Rescale the items in the stretch from the line containing "Can you see the utility" through the line containing "[[149, 85]]", both ends included, and return only those lines. Repeat every line, requests included, but multiply each coordinate in the answers by 1.95 and round to whole numbers, with halves rounded up.

====== Input for this task ======

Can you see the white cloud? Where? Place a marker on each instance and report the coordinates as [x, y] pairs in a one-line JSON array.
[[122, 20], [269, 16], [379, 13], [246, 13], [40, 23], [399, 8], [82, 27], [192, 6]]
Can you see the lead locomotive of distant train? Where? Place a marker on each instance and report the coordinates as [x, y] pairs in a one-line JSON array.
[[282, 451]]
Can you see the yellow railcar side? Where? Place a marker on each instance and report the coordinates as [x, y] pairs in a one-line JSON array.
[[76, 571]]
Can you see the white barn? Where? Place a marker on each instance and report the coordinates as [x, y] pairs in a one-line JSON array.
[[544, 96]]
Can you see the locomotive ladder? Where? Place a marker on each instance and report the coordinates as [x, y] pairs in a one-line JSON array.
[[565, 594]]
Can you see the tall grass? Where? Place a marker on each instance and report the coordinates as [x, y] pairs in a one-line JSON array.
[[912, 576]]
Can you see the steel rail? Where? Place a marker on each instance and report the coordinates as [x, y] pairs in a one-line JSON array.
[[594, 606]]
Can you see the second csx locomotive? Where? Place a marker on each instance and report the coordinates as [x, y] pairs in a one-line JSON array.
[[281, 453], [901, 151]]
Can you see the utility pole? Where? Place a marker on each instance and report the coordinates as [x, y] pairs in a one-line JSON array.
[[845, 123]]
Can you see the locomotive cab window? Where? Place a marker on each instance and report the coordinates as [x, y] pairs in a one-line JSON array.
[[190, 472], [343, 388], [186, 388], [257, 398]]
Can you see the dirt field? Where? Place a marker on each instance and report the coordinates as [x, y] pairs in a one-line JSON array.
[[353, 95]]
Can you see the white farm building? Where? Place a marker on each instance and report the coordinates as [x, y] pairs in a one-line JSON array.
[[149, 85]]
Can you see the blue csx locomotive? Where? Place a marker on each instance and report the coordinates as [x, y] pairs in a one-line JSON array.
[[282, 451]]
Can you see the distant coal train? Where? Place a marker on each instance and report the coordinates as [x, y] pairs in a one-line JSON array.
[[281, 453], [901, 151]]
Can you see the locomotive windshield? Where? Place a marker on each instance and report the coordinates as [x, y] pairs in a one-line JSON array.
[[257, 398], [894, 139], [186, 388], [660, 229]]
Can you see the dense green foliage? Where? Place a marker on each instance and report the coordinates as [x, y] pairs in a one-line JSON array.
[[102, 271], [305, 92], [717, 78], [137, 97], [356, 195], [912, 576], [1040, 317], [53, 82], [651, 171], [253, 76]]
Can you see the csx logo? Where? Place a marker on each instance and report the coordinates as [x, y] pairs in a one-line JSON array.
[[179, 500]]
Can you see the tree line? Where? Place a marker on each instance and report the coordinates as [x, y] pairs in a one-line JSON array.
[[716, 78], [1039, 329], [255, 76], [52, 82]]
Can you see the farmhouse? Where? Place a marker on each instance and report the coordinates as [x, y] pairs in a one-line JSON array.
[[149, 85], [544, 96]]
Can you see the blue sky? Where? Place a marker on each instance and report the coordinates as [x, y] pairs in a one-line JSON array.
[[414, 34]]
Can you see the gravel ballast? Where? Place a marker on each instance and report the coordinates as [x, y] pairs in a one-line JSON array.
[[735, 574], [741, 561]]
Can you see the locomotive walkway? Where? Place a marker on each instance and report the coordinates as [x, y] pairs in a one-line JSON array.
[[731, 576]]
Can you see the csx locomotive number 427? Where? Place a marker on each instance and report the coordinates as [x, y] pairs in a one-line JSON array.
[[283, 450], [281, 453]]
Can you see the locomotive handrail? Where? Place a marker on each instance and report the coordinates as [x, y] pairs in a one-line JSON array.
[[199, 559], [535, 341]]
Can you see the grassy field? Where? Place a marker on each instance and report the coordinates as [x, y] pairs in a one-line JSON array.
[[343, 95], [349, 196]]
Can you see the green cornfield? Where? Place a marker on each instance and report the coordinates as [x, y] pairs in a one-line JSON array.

======

Task output:
Can you see the utility pole? Where? Place a marker on each instance and report the coordinates as [x, y] pairs in a one-line JSON array.
[[1648, 240]]
Can you see the locomotive cab window? Where? Place a marker on each instance and report the coordinates as [x, y] pairs in a one-line JSON array.
[[371, 920], [669, 757], [363, 757], [501, 776]]
Can you see the dirt field? Where? Place a marker on each instance and report the coordinates as [x, y] pairs in a one-line JSON array.
[[688, 185]]
Can you see the white farm building? Where? Place a marker on each instance and report the coordinates as [x, y] pairs in a one-line JSON array.
[[291, 166]]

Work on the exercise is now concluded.